Description of the task: Reproduce the lines below verbatim, starting with the line that contains "Could you spot the play" and continuing through the final line.

[Saved data entries]
** begin **

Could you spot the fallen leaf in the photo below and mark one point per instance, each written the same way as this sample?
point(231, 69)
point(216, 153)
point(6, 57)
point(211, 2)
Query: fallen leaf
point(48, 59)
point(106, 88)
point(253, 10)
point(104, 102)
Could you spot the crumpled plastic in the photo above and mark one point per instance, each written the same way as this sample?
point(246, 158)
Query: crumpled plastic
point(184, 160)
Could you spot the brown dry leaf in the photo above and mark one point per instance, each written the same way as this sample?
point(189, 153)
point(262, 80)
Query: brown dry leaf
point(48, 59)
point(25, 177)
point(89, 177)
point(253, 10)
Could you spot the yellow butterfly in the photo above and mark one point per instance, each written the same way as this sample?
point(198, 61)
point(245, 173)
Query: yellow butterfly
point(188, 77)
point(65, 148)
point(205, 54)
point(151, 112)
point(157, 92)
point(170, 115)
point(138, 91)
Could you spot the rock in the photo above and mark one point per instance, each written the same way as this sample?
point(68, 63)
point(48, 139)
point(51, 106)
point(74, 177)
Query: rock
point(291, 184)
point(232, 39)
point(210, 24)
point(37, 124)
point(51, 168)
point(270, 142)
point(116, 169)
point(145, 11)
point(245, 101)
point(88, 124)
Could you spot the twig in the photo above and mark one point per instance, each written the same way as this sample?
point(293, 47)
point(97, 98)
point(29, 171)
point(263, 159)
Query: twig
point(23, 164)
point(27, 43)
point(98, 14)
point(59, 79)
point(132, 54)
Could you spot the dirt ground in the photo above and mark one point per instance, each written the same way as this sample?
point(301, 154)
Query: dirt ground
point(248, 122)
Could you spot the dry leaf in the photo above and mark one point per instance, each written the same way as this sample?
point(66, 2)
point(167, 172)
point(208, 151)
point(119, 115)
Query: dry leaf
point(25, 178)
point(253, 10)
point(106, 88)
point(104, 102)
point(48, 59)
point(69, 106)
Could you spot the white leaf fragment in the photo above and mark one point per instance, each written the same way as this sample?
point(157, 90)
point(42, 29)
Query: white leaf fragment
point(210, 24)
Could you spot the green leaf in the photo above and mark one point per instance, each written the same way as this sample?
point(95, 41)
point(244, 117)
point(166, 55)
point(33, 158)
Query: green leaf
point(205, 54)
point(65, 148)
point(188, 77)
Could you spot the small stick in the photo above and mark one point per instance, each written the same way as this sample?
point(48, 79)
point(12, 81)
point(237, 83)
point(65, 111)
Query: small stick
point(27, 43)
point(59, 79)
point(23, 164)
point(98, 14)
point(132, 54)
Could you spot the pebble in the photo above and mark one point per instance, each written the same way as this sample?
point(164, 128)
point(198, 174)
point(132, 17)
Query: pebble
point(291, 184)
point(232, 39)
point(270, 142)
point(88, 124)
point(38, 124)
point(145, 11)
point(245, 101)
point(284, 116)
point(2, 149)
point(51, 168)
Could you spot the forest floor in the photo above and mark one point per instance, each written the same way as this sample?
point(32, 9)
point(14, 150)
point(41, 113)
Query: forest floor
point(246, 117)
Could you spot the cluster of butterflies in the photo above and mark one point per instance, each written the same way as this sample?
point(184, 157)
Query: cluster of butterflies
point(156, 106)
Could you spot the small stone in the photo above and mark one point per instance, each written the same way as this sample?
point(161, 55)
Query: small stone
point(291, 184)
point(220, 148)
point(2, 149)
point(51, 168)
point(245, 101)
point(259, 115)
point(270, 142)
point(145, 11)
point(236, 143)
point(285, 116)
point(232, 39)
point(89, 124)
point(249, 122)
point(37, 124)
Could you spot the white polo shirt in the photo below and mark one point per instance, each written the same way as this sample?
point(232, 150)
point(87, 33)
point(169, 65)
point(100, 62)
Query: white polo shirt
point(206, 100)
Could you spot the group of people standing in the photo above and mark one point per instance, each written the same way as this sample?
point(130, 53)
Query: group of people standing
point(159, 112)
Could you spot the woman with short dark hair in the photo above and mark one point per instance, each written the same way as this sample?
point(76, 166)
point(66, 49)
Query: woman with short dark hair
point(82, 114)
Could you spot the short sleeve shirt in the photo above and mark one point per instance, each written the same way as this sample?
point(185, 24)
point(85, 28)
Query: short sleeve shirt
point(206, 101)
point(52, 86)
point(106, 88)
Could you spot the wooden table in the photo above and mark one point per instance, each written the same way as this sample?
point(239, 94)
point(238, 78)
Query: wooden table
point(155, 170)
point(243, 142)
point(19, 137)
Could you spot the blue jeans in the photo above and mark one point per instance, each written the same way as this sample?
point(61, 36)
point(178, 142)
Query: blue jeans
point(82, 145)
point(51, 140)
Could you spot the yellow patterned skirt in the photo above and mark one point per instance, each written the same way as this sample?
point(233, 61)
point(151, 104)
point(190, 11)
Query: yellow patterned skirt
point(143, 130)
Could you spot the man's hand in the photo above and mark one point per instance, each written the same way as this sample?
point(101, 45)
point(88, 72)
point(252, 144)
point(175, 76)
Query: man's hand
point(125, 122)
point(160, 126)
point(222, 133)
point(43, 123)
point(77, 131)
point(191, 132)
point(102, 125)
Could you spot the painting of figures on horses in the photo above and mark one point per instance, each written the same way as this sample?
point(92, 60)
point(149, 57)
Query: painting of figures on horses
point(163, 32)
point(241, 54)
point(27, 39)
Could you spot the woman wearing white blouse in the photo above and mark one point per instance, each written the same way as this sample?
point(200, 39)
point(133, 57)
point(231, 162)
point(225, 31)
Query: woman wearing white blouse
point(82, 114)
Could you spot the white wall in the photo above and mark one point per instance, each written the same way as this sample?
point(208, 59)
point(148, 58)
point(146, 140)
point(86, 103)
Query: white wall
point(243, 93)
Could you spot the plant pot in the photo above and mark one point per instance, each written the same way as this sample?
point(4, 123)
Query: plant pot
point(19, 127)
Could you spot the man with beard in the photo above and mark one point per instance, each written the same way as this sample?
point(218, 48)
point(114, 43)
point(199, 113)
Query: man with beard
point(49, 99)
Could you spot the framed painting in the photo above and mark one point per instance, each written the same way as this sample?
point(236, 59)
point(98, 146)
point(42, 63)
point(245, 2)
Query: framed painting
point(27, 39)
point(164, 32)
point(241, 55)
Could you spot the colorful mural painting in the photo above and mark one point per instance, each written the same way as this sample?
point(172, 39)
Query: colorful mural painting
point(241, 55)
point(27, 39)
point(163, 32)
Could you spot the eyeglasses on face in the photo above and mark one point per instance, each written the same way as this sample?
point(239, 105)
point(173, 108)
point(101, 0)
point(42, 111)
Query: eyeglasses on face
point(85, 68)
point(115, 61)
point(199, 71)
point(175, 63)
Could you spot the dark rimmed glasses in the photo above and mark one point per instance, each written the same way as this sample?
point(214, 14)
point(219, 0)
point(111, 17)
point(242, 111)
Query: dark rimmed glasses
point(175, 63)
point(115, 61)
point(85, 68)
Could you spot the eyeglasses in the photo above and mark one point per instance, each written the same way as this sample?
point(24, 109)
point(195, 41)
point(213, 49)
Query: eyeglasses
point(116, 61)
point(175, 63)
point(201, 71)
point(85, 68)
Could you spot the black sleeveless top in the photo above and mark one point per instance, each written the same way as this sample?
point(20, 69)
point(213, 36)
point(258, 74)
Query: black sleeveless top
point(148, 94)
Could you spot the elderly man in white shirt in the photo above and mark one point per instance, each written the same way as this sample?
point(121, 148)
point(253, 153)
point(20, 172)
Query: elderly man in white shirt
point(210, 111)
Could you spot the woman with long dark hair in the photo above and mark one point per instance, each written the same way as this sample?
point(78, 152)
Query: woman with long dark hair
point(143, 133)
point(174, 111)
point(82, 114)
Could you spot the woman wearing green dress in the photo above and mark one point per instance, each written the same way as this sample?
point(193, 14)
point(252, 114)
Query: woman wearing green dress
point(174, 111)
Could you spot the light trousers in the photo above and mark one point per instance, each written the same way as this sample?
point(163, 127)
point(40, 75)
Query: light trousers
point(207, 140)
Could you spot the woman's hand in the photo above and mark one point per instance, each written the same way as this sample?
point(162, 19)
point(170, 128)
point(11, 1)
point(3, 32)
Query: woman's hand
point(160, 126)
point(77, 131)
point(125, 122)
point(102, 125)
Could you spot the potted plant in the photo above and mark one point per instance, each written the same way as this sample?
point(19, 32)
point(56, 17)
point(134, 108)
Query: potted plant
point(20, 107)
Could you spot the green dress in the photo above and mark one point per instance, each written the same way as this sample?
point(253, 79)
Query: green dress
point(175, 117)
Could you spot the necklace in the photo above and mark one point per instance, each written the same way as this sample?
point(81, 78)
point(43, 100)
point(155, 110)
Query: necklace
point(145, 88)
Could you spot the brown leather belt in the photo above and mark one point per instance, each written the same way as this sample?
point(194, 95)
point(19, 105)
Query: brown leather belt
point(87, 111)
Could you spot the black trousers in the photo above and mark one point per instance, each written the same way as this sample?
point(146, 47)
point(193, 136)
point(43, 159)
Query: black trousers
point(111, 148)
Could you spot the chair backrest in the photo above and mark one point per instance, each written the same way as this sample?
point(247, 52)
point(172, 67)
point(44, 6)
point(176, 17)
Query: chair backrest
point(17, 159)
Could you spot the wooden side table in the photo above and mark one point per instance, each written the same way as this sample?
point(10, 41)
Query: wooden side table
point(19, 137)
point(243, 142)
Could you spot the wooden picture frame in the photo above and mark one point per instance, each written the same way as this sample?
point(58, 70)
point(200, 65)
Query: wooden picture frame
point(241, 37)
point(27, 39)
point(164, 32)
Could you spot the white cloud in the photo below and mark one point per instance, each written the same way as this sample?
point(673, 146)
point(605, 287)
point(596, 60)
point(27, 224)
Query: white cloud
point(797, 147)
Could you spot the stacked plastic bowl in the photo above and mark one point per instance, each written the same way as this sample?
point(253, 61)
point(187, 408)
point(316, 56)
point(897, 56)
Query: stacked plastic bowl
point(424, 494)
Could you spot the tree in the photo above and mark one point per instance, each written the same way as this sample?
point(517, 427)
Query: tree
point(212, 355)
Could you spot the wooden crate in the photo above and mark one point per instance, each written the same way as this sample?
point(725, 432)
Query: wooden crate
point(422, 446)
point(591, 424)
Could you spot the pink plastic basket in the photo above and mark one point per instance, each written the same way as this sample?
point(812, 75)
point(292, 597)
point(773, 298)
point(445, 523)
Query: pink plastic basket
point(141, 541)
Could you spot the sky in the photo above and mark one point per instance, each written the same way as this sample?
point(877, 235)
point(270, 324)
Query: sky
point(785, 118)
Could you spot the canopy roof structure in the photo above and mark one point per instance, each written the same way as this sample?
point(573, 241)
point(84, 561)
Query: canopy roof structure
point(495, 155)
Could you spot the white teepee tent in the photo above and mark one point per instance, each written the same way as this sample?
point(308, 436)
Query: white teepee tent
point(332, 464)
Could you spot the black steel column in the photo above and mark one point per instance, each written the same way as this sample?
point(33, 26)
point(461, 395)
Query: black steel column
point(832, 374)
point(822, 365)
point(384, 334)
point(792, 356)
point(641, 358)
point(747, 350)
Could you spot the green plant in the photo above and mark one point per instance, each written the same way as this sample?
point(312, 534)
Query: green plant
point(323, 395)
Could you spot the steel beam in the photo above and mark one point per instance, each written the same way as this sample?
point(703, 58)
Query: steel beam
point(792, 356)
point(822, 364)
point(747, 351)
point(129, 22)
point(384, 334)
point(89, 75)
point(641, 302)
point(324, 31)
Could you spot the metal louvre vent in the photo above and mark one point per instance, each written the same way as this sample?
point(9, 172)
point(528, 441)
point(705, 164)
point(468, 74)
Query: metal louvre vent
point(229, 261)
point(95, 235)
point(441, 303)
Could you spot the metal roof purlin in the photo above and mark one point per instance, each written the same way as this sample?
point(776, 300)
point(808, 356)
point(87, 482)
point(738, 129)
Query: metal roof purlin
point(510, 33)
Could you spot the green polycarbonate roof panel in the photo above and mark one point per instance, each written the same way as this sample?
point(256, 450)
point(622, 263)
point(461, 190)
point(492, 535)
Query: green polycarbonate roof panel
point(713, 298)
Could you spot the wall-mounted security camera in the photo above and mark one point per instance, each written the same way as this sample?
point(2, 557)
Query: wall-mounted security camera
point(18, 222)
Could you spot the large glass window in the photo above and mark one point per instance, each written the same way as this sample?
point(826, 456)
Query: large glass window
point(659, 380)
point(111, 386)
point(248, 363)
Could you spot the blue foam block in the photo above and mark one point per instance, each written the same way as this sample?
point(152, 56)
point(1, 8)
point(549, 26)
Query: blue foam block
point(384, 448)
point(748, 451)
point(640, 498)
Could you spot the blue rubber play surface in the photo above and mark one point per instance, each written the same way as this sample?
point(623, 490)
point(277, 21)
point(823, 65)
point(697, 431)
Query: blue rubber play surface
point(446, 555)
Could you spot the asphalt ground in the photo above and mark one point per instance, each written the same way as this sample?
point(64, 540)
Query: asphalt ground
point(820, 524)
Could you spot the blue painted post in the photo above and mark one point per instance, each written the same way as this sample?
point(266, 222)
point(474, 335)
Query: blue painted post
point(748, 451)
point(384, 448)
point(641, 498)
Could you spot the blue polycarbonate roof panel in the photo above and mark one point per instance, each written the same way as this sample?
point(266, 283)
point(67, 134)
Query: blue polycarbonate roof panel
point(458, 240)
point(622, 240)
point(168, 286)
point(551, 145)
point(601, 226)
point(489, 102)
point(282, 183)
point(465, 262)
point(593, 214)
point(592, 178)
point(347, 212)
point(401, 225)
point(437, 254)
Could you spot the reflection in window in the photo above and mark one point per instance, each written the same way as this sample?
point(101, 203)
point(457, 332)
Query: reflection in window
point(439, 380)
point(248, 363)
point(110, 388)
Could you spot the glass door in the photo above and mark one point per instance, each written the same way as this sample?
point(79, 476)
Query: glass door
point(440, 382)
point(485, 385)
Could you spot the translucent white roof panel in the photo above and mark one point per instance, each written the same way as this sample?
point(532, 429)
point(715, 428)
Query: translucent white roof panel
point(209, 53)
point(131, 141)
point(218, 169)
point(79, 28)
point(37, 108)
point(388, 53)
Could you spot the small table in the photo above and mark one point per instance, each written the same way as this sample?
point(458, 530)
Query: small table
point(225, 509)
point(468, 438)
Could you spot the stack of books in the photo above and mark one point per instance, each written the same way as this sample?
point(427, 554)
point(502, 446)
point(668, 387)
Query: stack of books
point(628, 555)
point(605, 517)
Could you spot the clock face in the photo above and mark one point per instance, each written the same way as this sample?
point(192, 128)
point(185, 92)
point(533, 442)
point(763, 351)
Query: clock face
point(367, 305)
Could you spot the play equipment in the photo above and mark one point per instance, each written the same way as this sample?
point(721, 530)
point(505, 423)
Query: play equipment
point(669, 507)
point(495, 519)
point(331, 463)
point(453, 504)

** end **

Answer:
Could you spot the play equipment in the photo above and mark one point per instance, each written the same way as this sample?
point(721, 530)
point(505, 423)
Query: play equipment
point(669, 507)
point(495, 519)
point(331, 463)
point(453, 504)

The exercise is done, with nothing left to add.